■ Exercise directions
Please set down, word for word, each line from the one containing "Target: white towel" through the final line of the records below, both included, and nothing else.

■ Extracted data
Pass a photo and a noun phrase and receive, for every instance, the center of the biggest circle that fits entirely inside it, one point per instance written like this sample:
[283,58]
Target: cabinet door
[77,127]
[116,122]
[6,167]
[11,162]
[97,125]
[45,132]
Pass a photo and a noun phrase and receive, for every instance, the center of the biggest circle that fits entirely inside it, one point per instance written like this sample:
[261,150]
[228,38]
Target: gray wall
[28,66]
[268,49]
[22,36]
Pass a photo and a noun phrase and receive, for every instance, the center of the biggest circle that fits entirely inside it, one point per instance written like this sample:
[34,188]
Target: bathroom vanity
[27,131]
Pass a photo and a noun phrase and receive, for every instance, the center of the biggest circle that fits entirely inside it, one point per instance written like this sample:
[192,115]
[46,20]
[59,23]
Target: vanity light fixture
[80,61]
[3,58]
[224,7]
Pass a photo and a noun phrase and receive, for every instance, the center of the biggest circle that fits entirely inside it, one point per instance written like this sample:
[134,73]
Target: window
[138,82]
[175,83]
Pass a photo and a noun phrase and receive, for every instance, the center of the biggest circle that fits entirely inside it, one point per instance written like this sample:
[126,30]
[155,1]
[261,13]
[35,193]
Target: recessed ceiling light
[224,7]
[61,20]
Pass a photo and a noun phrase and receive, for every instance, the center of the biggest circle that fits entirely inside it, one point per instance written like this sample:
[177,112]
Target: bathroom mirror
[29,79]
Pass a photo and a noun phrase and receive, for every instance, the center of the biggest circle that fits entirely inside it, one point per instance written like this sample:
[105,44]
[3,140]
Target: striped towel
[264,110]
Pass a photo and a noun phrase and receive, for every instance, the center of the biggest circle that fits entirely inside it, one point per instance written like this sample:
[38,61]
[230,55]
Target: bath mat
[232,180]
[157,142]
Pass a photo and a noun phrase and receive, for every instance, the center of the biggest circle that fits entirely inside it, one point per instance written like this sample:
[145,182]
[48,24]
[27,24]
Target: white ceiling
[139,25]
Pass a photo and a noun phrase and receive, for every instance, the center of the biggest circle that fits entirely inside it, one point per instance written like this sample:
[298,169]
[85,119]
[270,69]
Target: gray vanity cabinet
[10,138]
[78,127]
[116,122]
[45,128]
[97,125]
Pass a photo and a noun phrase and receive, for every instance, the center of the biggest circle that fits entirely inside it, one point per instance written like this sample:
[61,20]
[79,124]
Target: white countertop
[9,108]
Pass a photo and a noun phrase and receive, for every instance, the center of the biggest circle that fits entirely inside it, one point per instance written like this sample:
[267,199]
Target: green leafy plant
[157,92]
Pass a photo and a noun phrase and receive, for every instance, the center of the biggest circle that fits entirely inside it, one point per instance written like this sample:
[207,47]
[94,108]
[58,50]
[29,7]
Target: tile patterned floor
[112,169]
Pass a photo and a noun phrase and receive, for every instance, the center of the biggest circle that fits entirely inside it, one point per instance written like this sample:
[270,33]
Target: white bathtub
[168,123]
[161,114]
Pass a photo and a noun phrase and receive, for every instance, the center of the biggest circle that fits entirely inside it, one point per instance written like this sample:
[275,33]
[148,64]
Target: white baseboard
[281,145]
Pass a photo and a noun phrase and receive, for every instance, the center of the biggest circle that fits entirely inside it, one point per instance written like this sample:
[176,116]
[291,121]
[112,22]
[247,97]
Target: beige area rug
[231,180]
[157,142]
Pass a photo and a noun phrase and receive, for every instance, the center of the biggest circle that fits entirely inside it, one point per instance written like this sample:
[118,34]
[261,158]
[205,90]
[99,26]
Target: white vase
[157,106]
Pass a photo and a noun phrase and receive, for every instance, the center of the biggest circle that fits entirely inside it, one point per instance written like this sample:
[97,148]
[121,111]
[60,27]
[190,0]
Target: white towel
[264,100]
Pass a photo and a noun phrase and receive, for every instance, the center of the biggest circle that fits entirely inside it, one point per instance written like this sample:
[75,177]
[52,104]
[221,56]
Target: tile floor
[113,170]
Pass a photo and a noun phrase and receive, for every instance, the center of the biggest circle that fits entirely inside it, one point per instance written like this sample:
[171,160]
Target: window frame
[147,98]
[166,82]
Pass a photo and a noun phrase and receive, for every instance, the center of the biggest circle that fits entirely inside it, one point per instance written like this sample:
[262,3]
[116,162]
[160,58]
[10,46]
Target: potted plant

■ Solution
Target: white towel
[264,100]
Pass a photo and a noun phrase and receive, for every instance, the center of the biggest circle that fits entirely inside it, one point per instance written like this sample:
[75,177]
[52,104]
[221,56]
Target: tile floor
[113,170]
Pass a photo and a noun phrase and receive, for every instance, the center of the biggest circle that fits entirely inside it, one point per instance written like this sample:
[171,160]
Target: window frame
[147,98]
[166,82]
Pass a photo and a noun phrase and receive, for every instance, the center of the biggest circle that fits entirely inside it, one point per instance written like this sample:
[262,3]
[116,162]
[160,58]
[10,46]
Target: potted plant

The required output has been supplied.